• [Activities]
[A] Answer these questions using the passage on the androgen receptor CAG repeat polymorphism and prostate cancer:
(i) What sample size per group does the passage say is required to generate robust data?
(ii) Which studies were removed from the analysis, and what reason is given for removing them?
(iii) What kind of study does the passage say is needed to explore the mechanism of prostate carcinogenesis?
[B] Carry on the passage on the androgen receptor CAG repeat polymorphism and prostate cancer, starting after its final sentence.

• [Text]
========
We observed that AR CAG repeat polymorphism with ≥20 repeats might confer a protective effect among the prostate cancer patients with 45 years older but not all the prostate cancer patients. To avoid the premature conclusion, we admit that the data was based on three widely evaluated dichotomous comparisons. Considering the statistical power, we did not evaluate other comparisons. It is indicated that, to generate robust data, a much larger sample size including >1,000 subjects in each group is required [43]. Our sample size in each comparison confirmed our ability to detect moderate effects of the genotypes.

Since prostate cancer is a late-onset disease [44], we removed studies with control groups including subjects less than 45 years old, and found that the magnitude of association was strengthened for comparison of ≥20 repeats of CAG sequence with others. Given that age is a surrogate for a host of unmeasured attributers; we speculate that the CAG repeat polymorphism might interact with age, so that incorporation of gene-age interaction might overcome part of the inconsistencies. In addition, we cannot exclude the possibility of moderate effect of CAG repeat polymorphism on prostate cancer in view of the marginal associations. This polymorphism might in linkage with other genes or polymorphisms within or near the AR to drive the malignant phenotype. A large, well-performed study focusing on both gene–gene and gene-environment interaction is needed to explore the mechanism of prostate carcinogenesis.
========
• [Record extracts]
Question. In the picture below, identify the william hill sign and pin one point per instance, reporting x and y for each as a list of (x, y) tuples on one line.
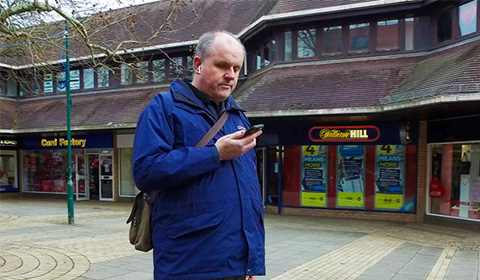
[(367, 133)]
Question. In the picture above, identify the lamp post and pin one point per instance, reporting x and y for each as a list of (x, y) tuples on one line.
[(70, 199)]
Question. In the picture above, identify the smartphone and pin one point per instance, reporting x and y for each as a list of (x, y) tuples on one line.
[(253, 129)]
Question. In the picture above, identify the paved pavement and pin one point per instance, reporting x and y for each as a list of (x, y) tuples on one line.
[(36, 242)]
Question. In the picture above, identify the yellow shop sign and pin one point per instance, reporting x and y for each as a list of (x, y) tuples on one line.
[(344, 133), (63, 142)]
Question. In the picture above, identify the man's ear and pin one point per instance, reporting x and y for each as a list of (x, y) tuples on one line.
[(197, 62)]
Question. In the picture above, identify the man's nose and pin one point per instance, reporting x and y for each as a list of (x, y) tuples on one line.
[(230, 73)]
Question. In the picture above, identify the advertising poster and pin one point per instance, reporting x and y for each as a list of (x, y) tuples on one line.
[(390, 177), (350, 176), (314, 176)]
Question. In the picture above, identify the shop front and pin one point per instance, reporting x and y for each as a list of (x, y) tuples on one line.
[(8, 164), (354, 168), (454, 169), (44, 166)]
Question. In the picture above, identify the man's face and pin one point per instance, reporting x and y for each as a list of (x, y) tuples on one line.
[(219, 72)]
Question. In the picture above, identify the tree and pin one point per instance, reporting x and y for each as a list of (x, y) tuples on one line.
[(32, 33)]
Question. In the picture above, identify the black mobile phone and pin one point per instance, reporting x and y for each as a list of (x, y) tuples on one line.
[(253, 129)]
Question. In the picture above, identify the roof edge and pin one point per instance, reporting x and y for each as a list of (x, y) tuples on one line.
[(261, 20), (368, 110)]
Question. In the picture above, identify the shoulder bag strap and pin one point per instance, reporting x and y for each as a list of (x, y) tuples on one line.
[(213, 131), (206, 138)]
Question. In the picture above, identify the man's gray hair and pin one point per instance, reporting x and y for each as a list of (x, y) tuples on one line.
[(205, 42)]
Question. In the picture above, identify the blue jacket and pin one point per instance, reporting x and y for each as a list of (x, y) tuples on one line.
[(208, 218)]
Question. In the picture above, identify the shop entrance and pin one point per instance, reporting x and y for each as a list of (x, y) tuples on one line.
[(81, 178), (94, 176), (262, 172)]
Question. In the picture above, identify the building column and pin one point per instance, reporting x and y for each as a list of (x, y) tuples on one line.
[(422, 171)]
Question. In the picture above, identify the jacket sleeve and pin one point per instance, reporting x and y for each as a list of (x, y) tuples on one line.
[(156, 164)]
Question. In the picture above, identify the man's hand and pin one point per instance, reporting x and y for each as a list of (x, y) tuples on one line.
[(233, 145)]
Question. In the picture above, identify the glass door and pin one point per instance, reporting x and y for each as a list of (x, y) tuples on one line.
[(261, 172), (81, 178), (106, 176), (94, 172)]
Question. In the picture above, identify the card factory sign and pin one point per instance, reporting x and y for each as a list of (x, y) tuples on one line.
[(366, 133)]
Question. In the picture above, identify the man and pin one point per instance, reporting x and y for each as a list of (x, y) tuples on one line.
[(207, 222)]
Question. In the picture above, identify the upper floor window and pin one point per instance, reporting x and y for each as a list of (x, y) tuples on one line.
[(159, 70), (444, 25), (387, 35), (467, 19), (88, 79), (409, 33), (306, 43), (12, 88), (74, 81), (288, 45), (48, 83), (332, 40), (176, 68), (103, 75), (2, 87), (125, 75), (141, 72), (359, 37)]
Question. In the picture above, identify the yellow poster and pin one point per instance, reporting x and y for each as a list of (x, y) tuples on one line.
[(349, 199), (388, 201), (313, 199)]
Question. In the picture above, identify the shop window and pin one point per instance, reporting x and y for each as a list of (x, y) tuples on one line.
[(351, 176), (387, 35), (126, 75), (306, 43), (454, 187), (88, 79), (127, 185), (444, 25), (159, 70), (467, 19), (314, 176), (8, 171), (409, 34), (359, 37), (48, 83), (288, 46), (176, 68), (103, 76), (332, 40), (74, 81), (141, 72), (258, 61), (12, 90), (390, 177), (44, 171)]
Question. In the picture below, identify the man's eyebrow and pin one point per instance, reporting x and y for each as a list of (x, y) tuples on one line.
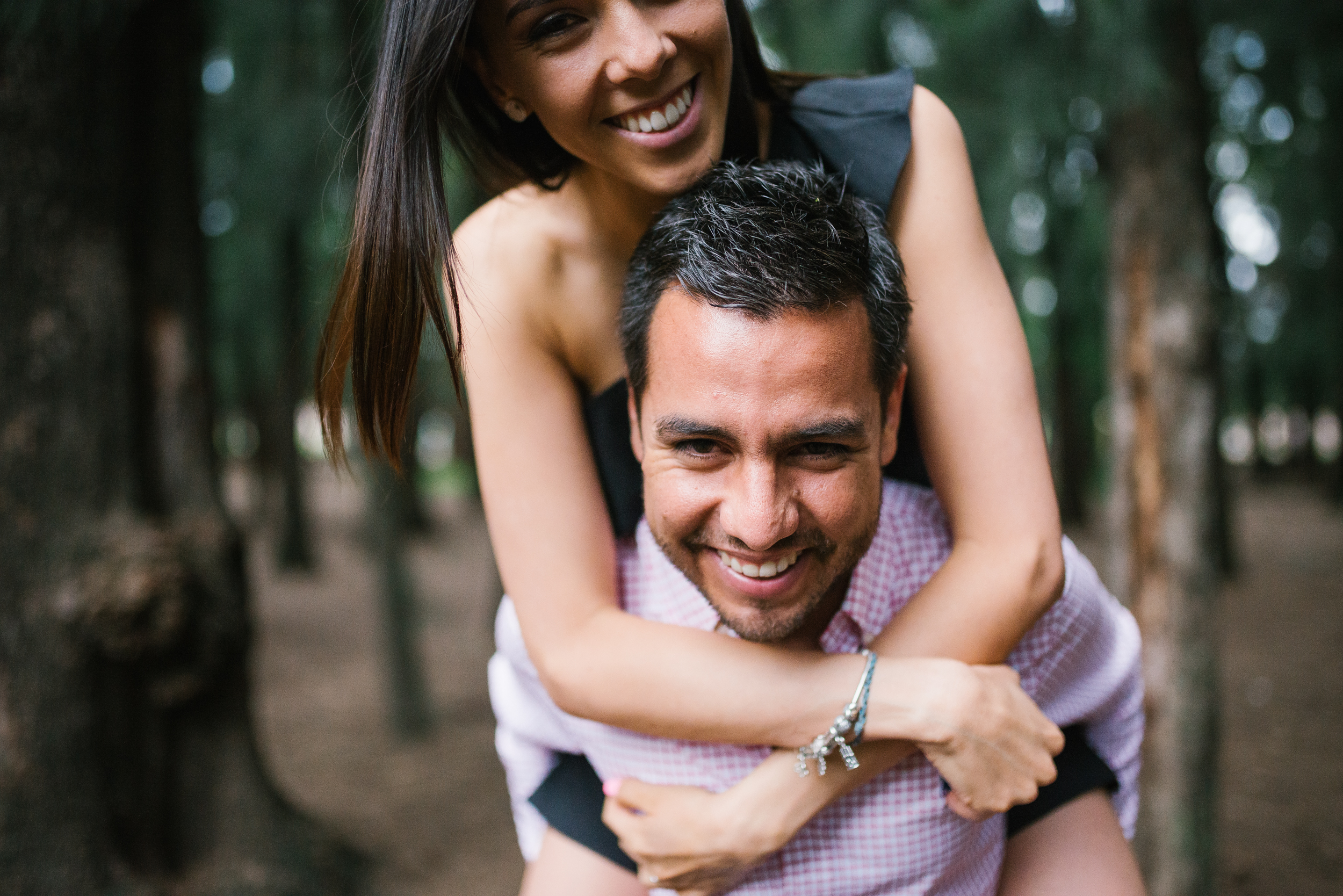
[(837, 428), (523, 6), (678, 428)]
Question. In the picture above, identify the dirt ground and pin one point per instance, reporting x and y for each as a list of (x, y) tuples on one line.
[(433, 813)]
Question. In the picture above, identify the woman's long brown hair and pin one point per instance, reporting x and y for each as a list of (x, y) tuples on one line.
[(401, 268)]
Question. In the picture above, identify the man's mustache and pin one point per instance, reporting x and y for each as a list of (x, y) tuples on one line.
[(801, 540)]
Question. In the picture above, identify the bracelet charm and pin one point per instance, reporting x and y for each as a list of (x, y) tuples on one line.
[(855, 718)]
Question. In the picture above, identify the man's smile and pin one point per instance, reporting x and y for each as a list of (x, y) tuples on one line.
[(767, 570)]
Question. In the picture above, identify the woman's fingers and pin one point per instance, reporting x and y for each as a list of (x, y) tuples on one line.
[(958, 805), (1000, 746), (633, 794)]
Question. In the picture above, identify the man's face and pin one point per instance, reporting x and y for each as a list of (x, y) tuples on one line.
[(762, 445)]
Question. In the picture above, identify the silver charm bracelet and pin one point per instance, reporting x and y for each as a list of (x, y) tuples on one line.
[(855, 718)]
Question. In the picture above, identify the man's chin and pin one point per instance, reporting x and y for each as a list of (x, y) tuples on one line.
[(763, 626)]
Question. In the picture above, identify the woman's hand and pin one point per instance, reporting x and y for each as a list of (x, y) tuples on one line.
[(978, 727), (687, 839)]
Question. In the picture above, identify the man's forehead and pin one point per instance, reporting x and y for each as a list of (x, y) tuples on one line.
[(720, 372), (692, 339)]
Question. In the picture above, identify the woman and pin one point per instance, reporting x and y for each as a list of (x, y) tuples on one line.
[(594, 113)]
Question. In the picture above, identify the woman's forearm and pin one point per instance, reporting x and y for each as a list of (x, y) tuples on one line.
[(979, 604), (684, 683)]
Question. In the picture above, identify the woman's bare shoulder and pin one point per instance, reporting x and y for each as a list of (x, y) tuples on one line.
[(508, 253), (931, 122)]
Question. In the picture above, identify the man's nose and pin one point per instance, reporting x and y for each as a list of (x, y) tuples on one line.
[(758, 510), (638, 46)]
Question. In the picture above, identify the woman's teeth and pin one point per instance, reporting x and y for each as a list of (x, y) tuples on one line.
[(662, 119), (763, 572)]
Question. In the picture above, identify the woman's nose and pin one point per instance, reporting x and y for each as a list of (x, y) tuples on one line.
[(638, 46)]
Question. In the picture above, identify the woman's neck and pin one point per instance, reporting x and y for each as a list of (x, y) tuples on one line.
[(617, 208)]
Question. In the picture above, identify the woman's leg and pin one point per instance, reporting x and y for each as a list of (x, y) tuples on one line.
[(1078, 848), (566, 868)]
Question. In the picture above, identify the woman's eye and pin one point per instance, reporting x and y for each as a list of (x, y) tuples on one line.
[(552, 26)]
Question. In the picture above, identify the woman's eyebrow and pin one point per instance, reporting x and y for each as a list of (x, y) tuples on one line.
[(523, 6)]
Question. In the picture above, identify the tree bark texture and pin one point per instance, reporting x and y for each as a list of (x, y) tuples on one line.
[(1165, 502), (128, 761)]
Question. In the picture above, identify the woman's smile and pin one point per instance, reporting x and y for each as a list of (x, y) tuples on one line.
[(662, 122)]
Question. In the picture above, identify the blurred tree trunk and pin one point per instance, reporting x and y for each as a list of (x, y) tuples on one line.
[(296, 550), (128, 761), (393, 508), (1165, 417)]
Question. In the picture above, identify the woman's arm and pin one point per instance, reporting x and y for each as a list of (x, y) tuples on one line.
[(978, 415)]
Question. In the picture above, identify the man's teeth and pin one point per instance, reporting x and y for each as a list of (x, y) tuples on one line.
[(763, 572), (662, 119)]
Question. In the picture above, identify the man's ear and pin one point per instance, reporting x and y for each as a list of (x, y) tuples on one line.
[(891, 425), (636, 436)]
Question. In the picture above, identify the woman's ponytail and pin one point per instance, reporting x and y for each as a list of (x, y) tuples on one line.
[(401, 251), (401, 268)]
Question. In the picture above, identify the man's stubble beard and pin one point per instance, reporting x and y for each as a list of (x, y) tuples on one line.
[(766, 626)]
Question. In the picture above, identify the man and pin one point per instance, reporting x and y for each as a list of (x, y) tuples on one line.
[(763, 332)]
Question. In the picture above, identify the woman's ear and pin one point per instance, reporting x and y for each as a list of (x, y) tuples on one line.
[(891, 420), (501, 96)]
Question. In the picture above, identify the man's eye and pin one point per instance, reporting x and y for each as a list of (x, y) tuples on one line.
[(697, 446), (552, 26)]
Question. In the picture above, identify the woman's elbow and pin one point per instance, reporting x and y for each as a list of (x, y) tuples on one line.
[(1044, 561)]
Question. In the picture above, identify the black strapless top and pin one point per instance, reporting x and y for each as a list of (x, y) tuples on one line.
[(857, 128)]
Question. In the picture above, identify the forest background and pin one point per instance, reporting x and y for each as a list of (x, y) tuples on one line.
[(1159, 180)]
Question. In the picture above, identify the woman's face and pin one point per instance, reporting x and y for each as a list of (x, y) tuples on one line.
[(634, 88)]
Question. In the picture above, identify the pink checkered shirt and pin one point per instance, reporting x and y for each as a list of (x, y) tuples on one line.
[(1080, 664)]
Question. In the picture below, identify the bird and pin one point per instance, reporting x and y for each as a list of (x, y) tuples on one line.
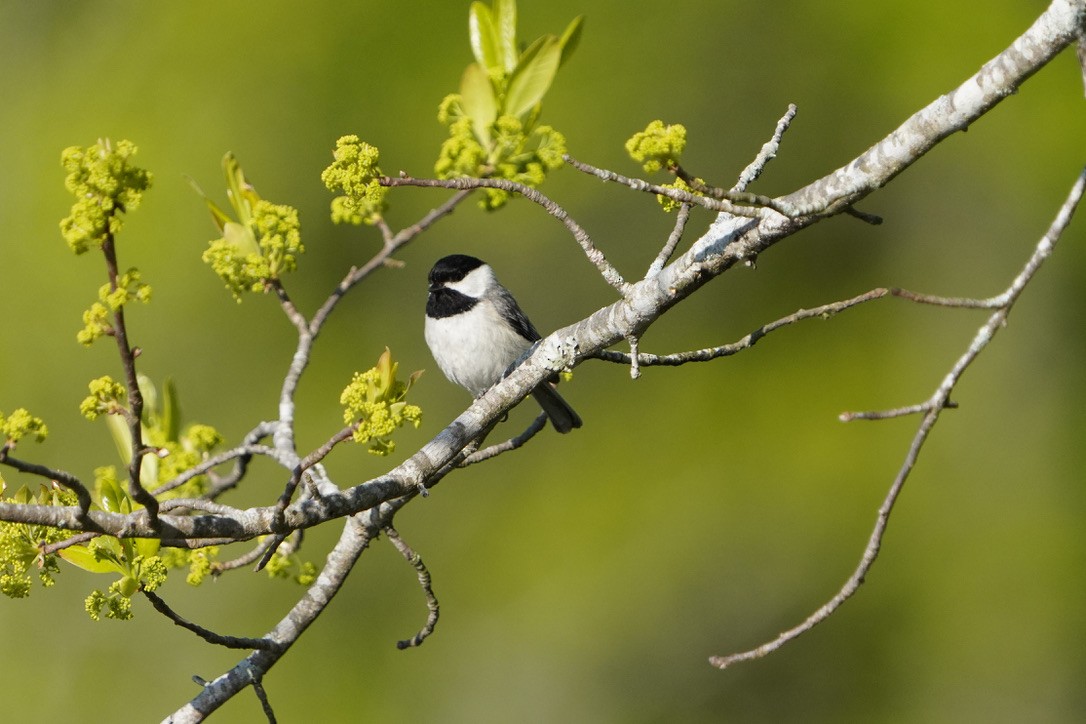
[(476, 331)]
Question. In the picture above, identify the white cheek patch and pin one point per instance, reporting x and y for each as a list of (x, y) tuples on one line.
[(476, 282)]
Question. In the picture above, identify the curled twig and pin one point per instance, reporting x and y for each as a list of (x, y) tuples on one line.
[(424, 581), (210, 636)]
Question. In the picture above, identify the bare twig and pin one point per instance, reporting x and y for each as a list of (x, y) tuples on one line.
[(510, 444), (210, 636), (263, 697), (669, 248), (251, 557), (767, 153), (424, 581), (933, 407)]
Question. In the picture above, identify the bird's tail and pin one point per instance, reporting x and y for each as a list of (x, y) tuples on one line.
[(562, 415)]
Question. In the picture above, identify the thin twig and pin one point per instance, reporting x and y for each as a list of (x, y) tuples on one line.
[(62, 477), (609, 274), (935, 405), (891, 414), (263, 696), (510, 444), (737, 203), (210, 636), (669, 248), (424, 581), (768, 151), (242, 454), (244, 559)]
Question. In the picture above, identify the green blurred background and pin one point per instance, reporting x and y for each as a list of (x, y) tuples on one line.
[(699, 510)]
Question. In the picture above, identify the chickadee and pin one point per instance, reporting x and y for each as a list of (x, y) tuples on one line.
[(476, 330)]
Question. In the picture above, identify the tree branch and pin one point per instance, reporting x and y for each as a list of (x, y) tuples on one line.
[(932, 408)]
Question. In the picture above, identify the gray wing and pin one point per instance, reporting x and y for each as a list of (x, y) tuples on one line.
[(508, 308)]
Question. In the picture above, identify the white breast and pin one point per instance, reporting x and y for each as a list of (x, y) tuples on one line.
[(474, 348)]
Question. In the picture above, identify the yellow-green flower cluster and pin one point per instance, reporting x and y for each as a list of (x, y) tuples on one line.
[(200, 561), (355, 173), (375, 402), (292, 568), (657, 147), (20, 543), (21, 423), (96, 320), (513, 152), (247, 257), (137, 560), (103, 183), (105, 397), (670, 204)]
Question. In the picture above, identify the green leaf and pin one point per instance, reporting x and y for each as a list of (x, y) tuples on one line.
[(112, 497), (478, 100), (84, 558), (148, 547), (122, 436), (533, 75), (570, 38), (171, 411), (242, 197), (217, 215), (505, 25), (150, 396), (484, 42)]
========
• [Answers to this exercise]
[A]
(i) More than 1,000 subjects in each group.
(ii) Studies whose control groups included subjects less than 45 years old were removed, because prostate cancer is a late-onset disease.
(iii) A large, well-performed study focusing on both gene–gene and gene-environment interaction.

[B]
Moreover, the incidence of prostate cancer varies widely across the world, so we conducted subgroup analysis to assess this geographic effect. Of note we observed that the marginally protective effect of ≥20 CAG repeats in European populations. Additionally, although no significance was reached in populations from the USA, the magnitude of AR CAG repeat polymorphism remained almost the same across different comparisons. This divergence may be due to the different genetic backgrounds among ethnic groups. It is necessary to construct a database of polymorphisms associated with prostate cancer in each racial/ethnic group.

Besides, we separately performed analyses across populations with different study designs, and found associations were slightly different for all comparisons between population-based studies and hospital-based studies. Further meta-regression analysis did not reveal significant source of between-study heterogeneity for study design, as well as for age and geographic region. Although some statistical bias could not be eliminated and there was an indication of significant between-study heterogeneity, there was no evidence of publication bias for all comparisons in this meta-analysis as reflected by both the fail-safe number and the Egger’s test, indicating the strength of our results.

The strengths of our study include a large sample size and no indication of publication bias. However, some limitations should be considered. First, all included studies had the cross-sectional design, which precludes further comments on cause-effect relationship. Second, due to the relative small sample size of some studies or lack of necessary information, we were unable to perform further subgroup analyses. Third, we cannot retrieve common information from all these original publications upon various confounding factors such as smoking and drinking. Thus, we cannot jump to a conclusion until further confirmation/validation of our finding is made.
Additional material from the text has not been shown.